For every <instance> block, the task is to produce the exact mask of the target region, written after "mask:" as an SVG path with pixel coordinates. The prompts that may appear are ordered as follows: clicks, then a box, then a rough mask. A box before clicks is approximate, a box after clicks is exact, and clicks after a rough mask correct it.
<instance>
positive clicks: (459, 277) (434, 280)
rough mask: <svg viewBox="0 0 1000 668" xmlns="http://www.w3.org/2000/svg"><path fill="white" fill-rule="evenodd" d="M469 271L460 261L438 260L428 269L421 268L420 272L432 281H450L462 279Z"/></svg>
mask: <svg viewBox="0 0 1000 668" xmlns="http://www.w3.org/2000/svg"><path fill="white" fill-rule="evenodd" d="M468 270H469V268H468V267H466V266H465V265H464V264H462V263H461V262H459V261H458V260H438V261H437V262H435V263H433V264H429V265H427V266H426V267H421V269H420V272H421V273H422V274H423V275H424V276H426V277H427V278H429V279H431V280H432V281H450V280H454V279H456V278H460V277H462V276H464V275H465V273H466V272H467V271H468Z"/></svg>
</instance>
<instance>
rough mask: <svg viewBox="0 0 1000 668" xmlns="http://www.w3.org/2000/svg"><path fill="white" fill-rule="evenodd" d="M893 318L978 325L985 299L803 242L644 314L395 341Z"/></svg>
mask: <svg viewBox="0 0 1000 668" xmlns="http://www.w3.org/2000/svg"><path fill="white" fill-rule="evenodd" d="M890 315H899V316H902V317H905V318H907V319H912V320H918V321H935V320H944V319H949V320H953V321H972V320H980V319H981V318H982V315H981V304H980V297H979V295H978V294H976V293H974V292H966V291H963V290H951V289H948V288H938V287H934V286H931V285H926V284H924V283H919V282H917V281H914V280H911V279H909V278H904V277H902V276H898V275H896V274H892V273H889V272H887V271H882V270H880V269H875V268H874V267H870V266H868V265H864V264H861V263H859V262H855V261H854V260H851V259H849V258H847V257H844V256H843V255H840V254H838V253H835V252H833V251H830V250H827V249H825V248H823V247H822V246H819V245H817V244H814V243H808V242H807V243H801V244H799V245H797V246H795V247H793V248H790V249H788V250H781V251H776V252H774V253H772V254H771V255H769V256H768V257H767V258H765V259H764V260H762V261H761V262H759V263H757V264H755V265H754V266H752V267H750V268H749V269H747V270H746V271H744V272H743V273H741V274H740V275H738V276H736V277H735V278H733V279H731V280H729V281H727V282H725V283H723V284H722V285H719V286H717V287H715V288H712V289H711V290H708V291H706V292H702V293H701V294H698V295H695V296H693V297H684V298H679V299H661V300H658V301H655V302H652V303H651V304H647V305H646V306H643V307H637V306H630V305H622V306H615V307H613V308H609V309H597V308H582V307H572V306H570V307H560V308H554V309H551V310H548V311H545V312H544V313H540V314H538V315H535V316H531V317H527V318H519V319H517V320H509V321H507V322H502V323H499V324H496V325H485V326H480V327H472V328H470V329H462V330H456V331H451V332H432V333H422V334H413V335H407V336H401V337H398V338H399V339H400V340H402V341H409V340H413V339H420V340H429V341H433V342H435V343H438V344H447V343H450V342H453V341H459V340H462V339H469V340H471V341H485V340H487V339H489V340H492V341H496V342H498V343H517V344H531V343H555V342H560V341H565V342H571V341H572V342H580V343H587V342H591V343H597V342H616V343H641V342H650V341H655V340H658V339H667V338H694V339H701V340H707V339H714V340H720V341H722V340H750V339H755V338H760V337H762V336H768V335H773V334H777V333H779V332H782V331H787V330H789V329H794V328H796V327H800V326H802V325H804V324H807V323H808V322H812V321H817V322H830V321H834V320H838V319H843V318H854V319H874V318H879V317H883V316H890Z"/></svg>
——————————
__What the exercise asks__. Could each line above be retyped exactly?

__Expected output__.
For every <instance> block, the task is to produce the exact mask of the target region, written after "mask:" as an SVG path with pixel coordinates. The prompts that may appear are ordered as follows: clicks, then a box, then a rough mask. A box before clicks is approximate, a box after clicks is exact, and clicks after a rough mask correct it.
<instance>
positive clicks: (459, 277) (434, 280)
rough mask: <svg viewBox="0 0 1000 668" xmlns="http://www.w3.org/2000/svg"><path fill="white" fill-rule="evenodd" d="M469 271L460 261L438 260L428 269L421 268L420 272L432 281H450L462 279Z"/></svg>
mask: <svg viewBox="0 0 1000 668" xmlns="http://www.w3.org/2000/svg"><path fill="white" fill-rule="evenodd" d="M468 270H469V268H468V267H466V266H465V265H464V264H462V263H461V262H459V261H458V260H438V261H437V262H435V263H433V264H429V265H427V266H426V267H421V269H420V272H421V273H422V274H423V275H424V276H426V277H427V278H429V279H431V280H432V281H450V280H454V279H456V278H460V277H462V276H464V275H465V273H466V272H467V271H468Z"/></svg>
</instance>
<instance>
rough mask: <svg viewBox="0 0 1000 668" xmlns="http://www.w3.org/2000/svg"><path fill="white" fill-rule="evenodd" d="M893 318L978 325L985 299L803 242L644 314L395 341Z"/></svg>
mask: <svg viewBox="0 0 1000 668" xmlns="http://www.w3.org/2000/svg"><path fill="white" fill-rule="evenodd" d="M890 315H899V316H902V317H905V318H907V319H912V320H918V321H935V320H944V319H949V320H953V321H972V320H980V319H981V318H982V315H981V304H980V297H979V295H978V294H976V293H974V292H966V291H963V290H951V289H948V288H938V287H934V286H931V285H926V284H924V283H919V282H917V281H914V280H911V279H909V278H904V277H902V276H898V275H896V274H892V273H889V272H887V271H882V270H880V269H875V268H874V267H870V266H868V265H864V264H861V263H859V262H855V261H854V260H851V259H849V258H847V257H844V256H843V255H840V254H838V253H835V252H833V251H830V250H827V249H825V248H823V247H822V246H819V245H817V244H814V243H808V242H807V243H801V244H799V245H797V246H795V247H793V248H790V249H788V250H781V251H776V252H774V253H772V254H771V255H769V256H768V257H767V258H765V259H764V260H762V261H761V262H759V263H757V264H755V265H754V266H752V267H750V268H749V269H747V270H746V271H744V272H743V273H741V274H740V275H738V276H736V277H735V278H733V279H731V280H729V281H727V282H725V283H723V284H722V285H719V286H717V287H715V288H712V289H711V290H708V291H706V292H702V293H701V294H698V295H695V296H693V297H684V298H679V299H661V300H658V301H655V302H652V303H651V304H647V305H646V306H643V307H637V306H630V305H622V306H615V307H613V308H609V309H597V308H582V307H572V306H570V307H560V308H554V309H551V310H548V311H545V312H544V313H540V314H538V315H535V316H531V317H527V318H519V319H517V320H509V321H507V322H502V323H499V324H496V325H485V326H480V327H472V328H470V329H462V330H456V331H451V332H432V333H422V334H413V335H407V336H401V337H398V338H399V339H400V340H402V341H409V340H413V339H420V340H429V341H433V342H435V343H438V344H447V343H450V342H453V341H459V340H462V339H469V340H471V341H485V340H487V339H489V340H492V341H496V342H498V343H517V344H531V343H555V342H560V341H565V342H571V341H572V342H580V343H587V342H591V343H597V342H616V343H641V342H650V341H655V340H658V339H667V338H694V339H701V340H707V339H714V340H720V341H722V340H750V339H755V338H760V337H762V336H768V335H773V334H777V333H779V332H782V331H787V330H789V329H794V328H796V327H800V326H802V325H804V324H807V323H808V322H812V321H817V322H830V321H834V320H838V319H843V318H854V319H874V318H879V317H883V316H890Z"/></svg>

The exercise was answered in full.